**WORK TO COMPLETE**
a: Using the text on the University of Science and Arts of Oklahoma, decide whether each statement agrees with it. Answer yes or no, and quote the deciding words. (i) USAO grants graduate degrees. (ii) The school became coeducational in 1965. (iii) Senate Bill 249 was authored by Colonel J. T. O'Neil.
b: Rewrite the paragraph of the text on the University of Science and Arts of Oklahoma that begins "After Oklahoma was admitted to statehood" as a short list, keeping its main facts.
c: Print the part of the text on the University of Science and Arts of Oklahoma starting with "The University of" and going on through "national historic district.".

BEGIN EXERCISE TEXT

Public university in Chickasha, Oklahoma, US

The University of Science and Arts of Oklahoma (USAO) is a public liberal arts college in Chickasha, Oklahoma. It is the only public college in Oklahoma with a strictly liberal arts–focused curriculum and is a member of the Council of Public Liberal Arts Colleges. USAO is an undergraduate-only institution and grants bachelor's degrees in a variety of subject areas. The school was founded in 1908 as a school for women and from 1912 to 1965 was known as Oklahoma College for Women. It became coeducational in 1965 and today educates approximately 800 students. In 2001, the entire Oklahoma College for Women campus was listed as a national historic district.

== History ==
After Oklahoma was admitted to statehood in 1907, the new state legislature was tasked with establishing institutions of higher education in the former Indian Territory. Statistics gathered by the State Superintendent of Education showed that many young women from Oklahoma chose to attend women's colleges in Kansas, Texas, and Missouri. Colonel J. T. O'Neil, the state senator from Grady County, and his daughter, Anne Wade O'Neil, who had graduated from a women's college in Mississippi, appealed to the legislature to authorize the creation of a women's college. The institution was founded on May 16, 1908, with the signing of Senate Bill 249 by Governor Charles Haskell. The bill, authored by Senator N. P. Stewart of Hugo, Oklahoma, authorized the foundation of the Oklahoma Industrial Institute and College for Girls. The legislature subsequently appropriated $100,000 for the establishment of the initial buildings for the school.

END EXERCISE TEXT
BEGIN DATASET EXTRACT

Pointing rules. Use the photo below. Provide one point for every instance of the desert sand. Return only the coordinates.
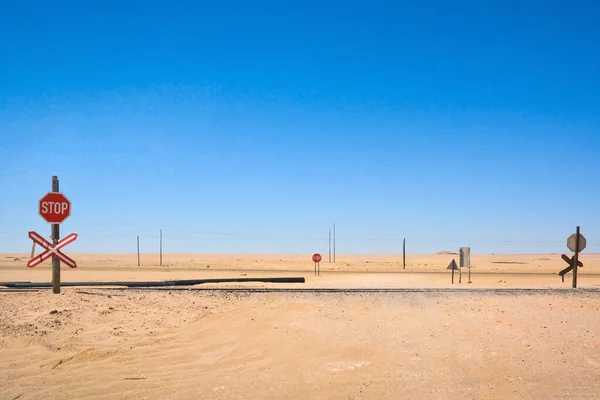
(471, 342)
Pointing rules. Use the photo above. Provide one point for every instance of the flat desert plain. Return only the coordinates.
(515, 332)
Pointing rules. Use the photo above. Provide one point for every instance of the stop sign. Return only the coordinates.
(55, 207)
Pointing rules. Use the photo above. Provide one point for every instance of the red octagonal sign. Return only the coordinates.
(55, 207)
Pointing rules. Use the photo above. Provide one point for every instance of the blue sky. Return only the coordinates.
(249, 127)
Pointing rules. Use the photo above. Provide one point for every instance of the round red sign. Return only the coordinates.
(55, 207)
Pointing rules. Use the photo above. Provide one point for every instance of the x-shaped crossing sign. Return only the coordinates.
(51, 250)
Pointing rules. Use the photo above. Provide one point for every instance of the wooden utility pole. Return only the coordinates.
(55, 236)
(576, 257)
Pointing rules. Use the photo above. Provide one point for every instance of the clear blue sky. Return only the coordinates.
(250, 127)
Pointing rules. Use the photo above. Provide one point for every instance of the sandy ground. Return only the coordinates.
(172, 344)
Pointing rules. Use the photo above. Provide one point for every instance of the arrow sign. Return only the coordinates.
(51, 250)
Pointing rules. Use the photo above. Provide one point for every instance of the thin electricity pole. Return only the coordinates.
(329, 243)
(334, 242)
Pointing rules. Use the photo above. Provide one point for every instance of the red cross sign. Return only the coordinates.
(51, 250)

END DATASET EXTRACT

**SOLUTIONS TO THE EXERCISE**
a:
(i) No: "USAO is an undergraduate-only institution and grants bachelor's degrees in a variety of subject areas."
(ii) Yes: "It became coeducational in 1965"
(iii) No: "The bill, authored by Senator N. P. Stewart of Hugo, Oklahoma"

b:
- Oklahoma became a state in 1907, and the new legislature had to establish institutions of higher education in the former Indian Territory.
- Figures from the State Superintendent of Education showed that many young Oklahoma women attended women's colleges in Kansas, Texas, and Missouri.
- State senator Colonel J. T. O'Neil of Grady County and his daughter, Anne Wade O'Neil, a graduate of a Mississippi women's college, asked the legislature to authorize a women's college.
- On May 16, 1908, Governor Charles Haskell signed Senate Bill 249 and founded the institution.
- The bill, written by Senator N. P. Stewart of Hugo, authorized the Oklahoma Industrial Institute and College for Girls.
- The legislature then appropriated $100,000 for the school's first buildings.

c:
The University of Science and Arts of Oklahoma (USAO) is a public liberal arts college in Chickasha, Oklahoma. It is the only public college in Oklahoma with a strictly liberal arts–focused curriculum and is a member of the Council of Public Liberal Arts Colleges. USAO is an undergraduate-only institution and grants bachelor's degrees in a variety of subject areas. The school was founded in 1908 as a school for women and from 1912 to 1965 was known as Oklahoma College for Women. It became coeducational in 1965 and today educates approximately 800 students. In 2001, the entire Oklahoma College for Women campus was listed as a national historic district.